Although the First Annual Harlem Anti-Gentrification Conference took place on West 130th Street, in the heart of Harlem, attendees came from Greenpoint, Williamsburg, the Atlantic Yards area of Brooklyn, Sunset Park, Hunts Point, South Bronx, Washington Heights, Chinatown, the Lower East Side, and beyond New York. The diverse group came together to commiserate over the economic and political forces that are reshaping their neighborhoods and discuss what, if anything, can be done.
Conference organizer Nellie Hester Bailey, director of the Harlem Tenants Council, cited the provisions of the United Nations Universal Declaration of Human Rights in telling the approximately 100 tenants, researchers and organizers gathered: “Housing is not an entitlement; housing is a basic human right.”
That bedrock concept informed the analysis of many of the nearly 50 panelists, including Rod Wallace, co-author of the 1999 book, “A Plague on Your Houses: How New York Was Burned Down and National Public Health Crumbled,” documenting how the closing of firehouses in New York City’s minority communities in the 1970’s led to a string of public health catastrophes. The forces that disperse communities of color in the U.S. are “another form of ethnic cleansing, violating fundamental tenets of international law and principles of human rights,” Wallace said.
Most, if not all, of the participants who gathered June 1 and 2 in the sanctuary of St. Ambrose Church attributed their common experiences to government policies and market decisions at local, national and global levels. When a woman questioned why there would be so many white panelists at a Harlem conference, Bailey explained that neighborhood-changing forces can actually bring citizens together. “Gentrification is about fundamental social transference. Alliances and coalitions form the basis of what is both a race and class struggle,” she said. In fact, a conference goal was to forge alliances across geographic and ethnic divides. It was co-sponsored by Harlem Fightback, the Delano Village Tenants Association and St. Ambrose Church, with a long list of endorsers.
Deborah Wallace, co-author of the book “A Plague on Your Houses,” recounted the details about fire engine companies that were removed from neighborhoods targeted for “planned shrinkage” three decades ago. According to Wallace, “In Williamsburg, Harlem, Sunset Park, the city deliberately pulled essential services, then rezoned ‘blighted areas.’” She connected this with the RAND Corporation’s involvement – at Mayor John Lindsay’s behest – in NYC policy in late 1960s, and Daniel Patrick Moynihan’s suggestion – while a presidential aide, before he became a U.S. senator from New York – that President Nixon treat the issue of race with “benign neglect.” In today’s Williamsburg, Chinatown and Washington Heights, participants said, city services are still lacking.
Columbia University’s controversial expansion plans were a major topic of discussion. Columbia student Bryan Mercer, from the Student Coalition on Expansion and Gentrification, moderated one workshop and said students will analyze documents submitted by the university during the coming land use review process. The tenants’ association at 3333 Broadway, which is near the edge of Columbia’s proposed expansion, was a conference endorser. Attendees railed against the seeming “all or nothing” positions of both developers and the city. Meanwhile, Community Board 9 has a development vision – called a 197-a plan – that would allow development “without displacement and disruption,” said Jordi Reyes-Montblanc, the board chair.
Although discussion of Columbia’s proposed expansion was a constant, it was only one thread in the fabric of Harlem in the 21st century that was laid out by participants. And service cuts, eminent domain issues and conversion of rental complexes were not the only enemies participants said they were struggling against.

_____

-- Aim --
Reproduce a passage of the conference report word for word, beginning with the words "Columbia University’s controversial" and stopping after the words "the board chair.". Draw only on the conference report when answering.

-- Recorded data --
_____

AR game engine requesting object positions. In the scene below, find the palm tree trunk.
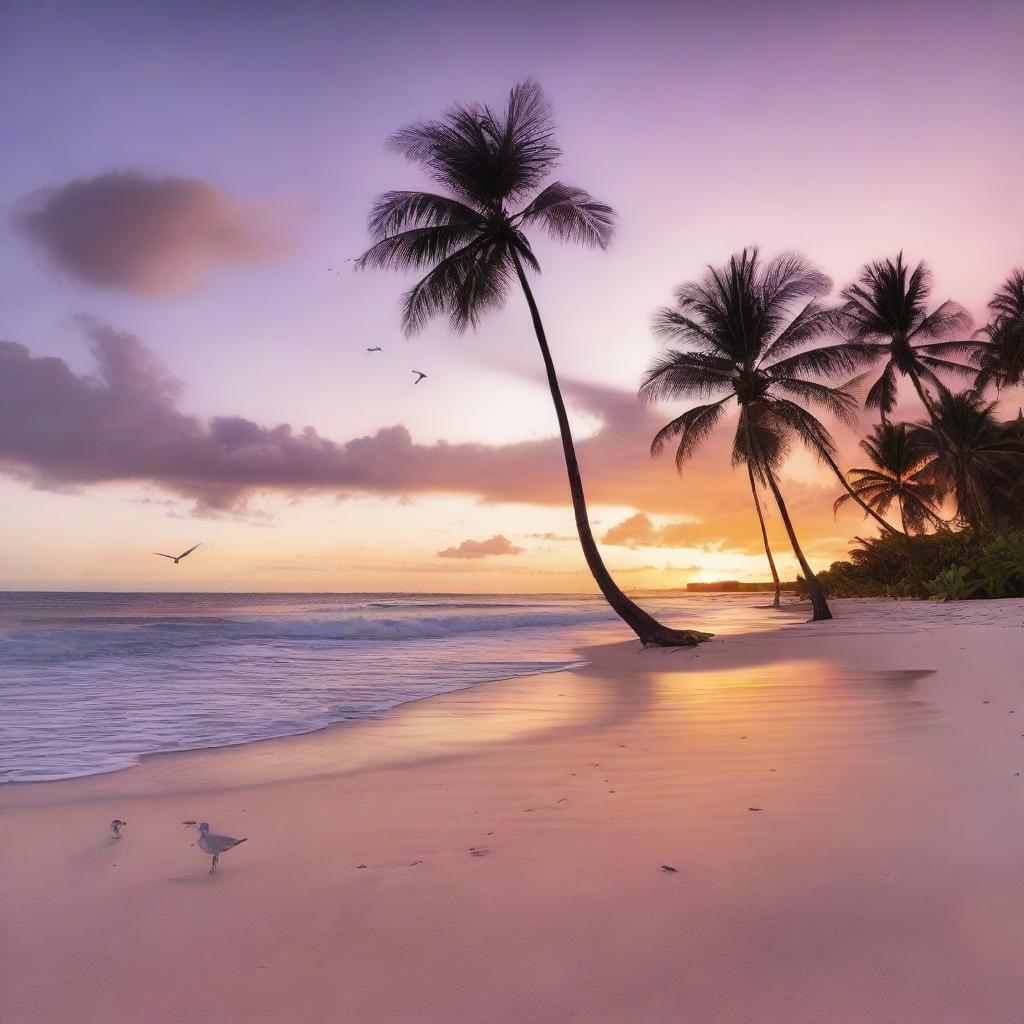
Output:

_____

-- Solution --
Columbia University’s controversial expansion plans were a major topic of discussion. Columbia student Bryan Mercer, from the Student Coalition on Expansion and Gentrification, moderated one workshop and said students will analyze documents submitted by the university during the coming land use review process. The tenants’ association at 3333 Broadway, which is near the edge of Columbia’s proposed expansion, was a conference endorser. Attendees railed against the seeming “all or nothing” positions of both developers and the city. Meanwhile, Community Board 9 has a development vision – called a 197-a plan – that would allow development “without displacement and disruption,” said Jordi Reyes-Montblanc, the board chair.